---- Records to process

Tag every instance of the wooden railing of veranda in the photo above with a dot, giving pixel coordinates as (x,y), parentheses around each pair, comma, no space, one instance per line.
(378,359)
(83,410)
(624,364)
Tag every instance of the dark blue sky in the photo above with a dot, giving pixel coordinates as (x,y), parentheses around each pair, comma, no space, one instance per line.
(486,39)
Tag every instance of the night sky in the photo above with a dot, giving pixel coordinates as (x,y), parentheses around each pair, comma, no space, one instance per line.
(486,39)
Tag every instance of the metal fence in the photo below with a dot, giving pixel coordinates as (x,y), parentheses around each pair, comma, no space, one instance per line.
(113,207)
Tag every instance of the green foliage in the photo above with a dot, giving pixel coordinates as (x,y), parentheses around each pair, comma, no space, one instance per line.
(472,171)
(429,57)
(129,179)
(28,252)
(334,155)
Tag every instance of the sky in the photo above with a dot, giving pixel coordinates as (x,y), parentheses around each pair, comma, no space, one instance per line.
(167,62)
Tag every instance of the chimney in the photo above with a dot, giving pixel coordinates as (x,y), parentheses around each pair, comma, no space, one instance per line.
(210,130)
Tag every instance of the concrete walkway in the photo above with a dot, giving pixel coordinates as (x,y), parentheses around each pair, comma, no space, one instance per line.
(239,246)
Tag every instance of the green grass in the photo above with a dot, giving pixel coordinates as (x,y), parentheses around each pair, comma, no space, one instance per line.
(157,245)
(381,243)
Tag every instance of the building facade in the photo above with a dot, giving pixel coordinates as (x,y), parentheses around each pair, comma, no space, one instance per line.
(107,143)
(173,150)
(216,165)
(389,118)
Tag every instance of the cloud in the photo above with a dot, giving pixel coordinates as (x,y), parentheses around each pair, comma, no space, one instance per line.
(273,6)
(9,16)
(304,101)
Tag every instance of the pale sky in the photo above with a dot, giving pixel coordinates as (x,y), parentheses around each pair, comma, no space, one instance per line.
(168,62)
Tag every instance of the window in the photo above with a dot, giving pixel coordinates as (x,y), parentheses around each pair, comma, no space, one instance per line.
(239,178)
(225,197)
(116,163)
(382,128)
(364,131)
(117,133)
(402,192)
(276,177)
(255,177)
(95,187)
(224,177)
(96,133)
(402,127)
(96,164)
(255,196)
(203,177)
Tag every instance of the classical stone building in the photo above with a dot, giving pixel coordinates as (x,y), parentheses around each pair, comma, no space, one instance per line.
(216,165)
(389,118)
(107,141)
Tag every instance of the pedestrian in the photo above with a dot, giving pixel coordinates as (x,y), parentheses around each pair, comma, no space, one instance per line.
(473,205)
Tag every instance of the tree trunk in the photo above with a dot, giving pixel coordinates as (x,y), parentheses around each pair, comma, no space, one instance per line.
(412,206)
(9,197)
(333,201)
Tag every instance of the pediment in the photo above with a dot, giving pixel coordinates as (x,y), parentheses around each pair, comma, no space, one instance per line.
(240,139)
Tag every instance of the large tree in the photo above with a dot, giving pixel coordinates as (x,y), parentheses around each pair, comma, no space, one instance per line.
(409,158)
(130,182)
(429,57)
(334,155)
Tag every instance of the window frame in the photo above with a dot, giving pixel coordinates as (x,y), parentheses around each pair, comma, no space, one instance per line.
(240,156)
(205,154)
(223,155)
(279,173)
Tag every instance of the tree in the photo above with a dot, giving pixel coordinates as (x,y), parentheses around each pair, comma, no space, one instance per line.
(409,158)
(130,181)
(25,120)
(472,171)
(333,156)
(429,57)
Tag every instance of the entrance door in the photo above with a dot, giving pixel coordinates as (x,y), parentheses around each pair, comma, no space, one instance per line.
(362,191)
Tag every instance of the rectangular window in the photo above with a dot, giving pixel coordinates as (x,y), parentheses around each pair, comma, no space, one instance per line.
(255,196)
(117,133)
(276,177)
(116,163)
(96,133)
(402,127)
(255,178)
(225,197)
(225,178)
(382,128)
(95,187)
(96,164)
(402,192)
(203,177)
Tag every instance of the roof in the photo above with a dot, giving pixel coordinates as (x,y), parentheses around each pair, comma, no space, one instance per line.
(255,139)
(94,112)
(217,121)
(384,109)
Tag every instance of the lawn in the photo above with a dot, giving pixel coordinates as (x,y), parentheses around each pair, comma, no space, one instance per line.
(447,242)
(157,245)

--------

_Task_.
Extract the listing in its entirety and repeat it exactly.

_Response area_.
Tag every instance of the wooden railing of veranda in the photo above with a dot, giving pixel coordinates as (x,y), parentheses around each pair, comma, no space, one instance per line.
(378,359)
(83,410)
(624,364)
Tag every instance of the dark blue sky in the photo above with a dot, giving pixel coordinates as (x,y), parentheses around each pair, comma, no space, one instance per line.
(486,39)
Tag every instance of the night sky in the photo above with a dot, giving pixel coordinates as (x,y), parentheses around each pair, comma, no space, one instance per line.
(486,39)
Tag every instance of the metal fence in the photo below with a dot, giving pixel coordinates as (x,y), parentheses around each pair, comma, no space, one instance per line.
(113,207)
Tag every instance of the green foliage in the photo above with a dot, giving pixel coordinates as (x,y), parentheses around each pair, comma, no space, one instance per line.
(472,171)
(429,57)
(129,179)
(28,252)
(334,155)
Tag every instance of the sky in the photo above with a dot, giving pixel coordinates as (x,y), parentheses around each pair, comma, no space, one instance per line.
(167,62)
Tag every instance of the chimney in the photo above with a dot, giving pixel coordinates as (x,y), parentheses around each pair, comma, no space, one instance per line.
(210,130)
Tag every instance of the concrete walkway in the photo above with a dot, giving pixel coordinates as (x,y), parentheses around each pair, comma, no space, one instance per line.
(239,246)
Tag every instance of the green grass in the photo above with a dot, giving pixel coordinates as (x,y), parentheses around each pair, comma, no space, one instance per line.
(157,245)
(381,243)
Tag every instance of the building facade in the photo above with a dot, giving pixel coordinates as (x,y), parentheses around each pair, comma, no space, one instance per line.
(107,143)
(173,150)
(216,165)
(389,118)
Tag every instance of the cloud in the photo above with a dot, giving pixel coordinates as (x,y), parentheses around each pair, comma, no space, one instance per line.
(273,6)
(9,16)
(304,101)
Tag every instance of the pale sky in the photo above with a dot, giving pixel coordinates as (x,y), parentheses around each pair, comma, no space, one instance per line.
(168,62)
Tag every instance of the window in the photo above with a dot, giving pixel coordinates as (x,y), parentheses around each pair, comma, no space, one instance per line.
(239,178)
(225,197)
(116,163)
(382,128)
(364,131)
(117,133)
(402,192)
(276,177)
(255,177)
(95,187)
(224,177)
(96,133)
(402,127)
(96,164)
(255,196)
(203,177)
Tag every instance of the classical stone building in the photo above with a dot, giving pixel coordinates as (x,y), parentheses around each pair, comma, no space, one instance per line.
(216,165)
(389,118)
(107,141)
Tag every instance of the pedestrian in the photo above with a dot, giving pixel coordinates as (x,y), parentheses around each pair, comma, no space, one instance per line.
(473,205)
Tag every instance of the tree trunk in the photo above with a dot, giving pixel coordinates as (x,y), parentheses around each pair, comma, no space, one instance per line.
(412,206)
(9,197)
(333,201)
Tag every instance of the pediment in the photo above with a dot, giving pixel coordinates as (x,y), parentheses around each pair, comma, no space, one instance per line.
(240,139)
Tag every instance of the large tree in the photo above with a dot, giving pixel coordinates as (x,y), parentheses around each pair, comma, no space, one instance per line.
(409,158)
(130,182)
(429,57)
(334,155)
Tag every instance of the window frame in the photo above with a dot, giving pixel coordinates as (x,y), parentheses around each pair, comma, no space, one instance per line.
(240,156)
(205,154)
(223,155)
(279,173)
Tag every instance of the tree in the photo above with a dot, giving pixel coordinates as (x,y), parentheses around each pair, comma, no space, one instance per line.
(409,158)
(130,181)
(25,120)
(472,171)
(333,156)
(429,57)
Tag every instance of the entrance door in the photo above with a dot, giving pixel coordinates as (x,y), parentheses around each pair, comma, no space, one instance per line.
(362,191)
Tag every instance of the rectangular window in the photo above with a dot, giving pixel coordinates as (x,y), parentheses around each pair, comma, no space, one instance per line.
(255,196)
(117,133)
(276,177)
(116,163)
(96,133)
(402,127)
(255,178)
(225,197)
(225,178)
(382,128)
(95,187)
(96,164)
(402,192)
(203,177)
Tag every instance of the roof in the photo above with a dot, giving pixel coordinates as (x,y), parentheses around each pair, comma, no space, one instance per line.
(255,139)
(94,112)
(217,121)
(384,109)
Tag every instance of the lawn in the photo above with a dot, giving pixel coordinates as (x,y), parentheses around each pair, comma, no space, one instance per line.
(447,242)
(157,245)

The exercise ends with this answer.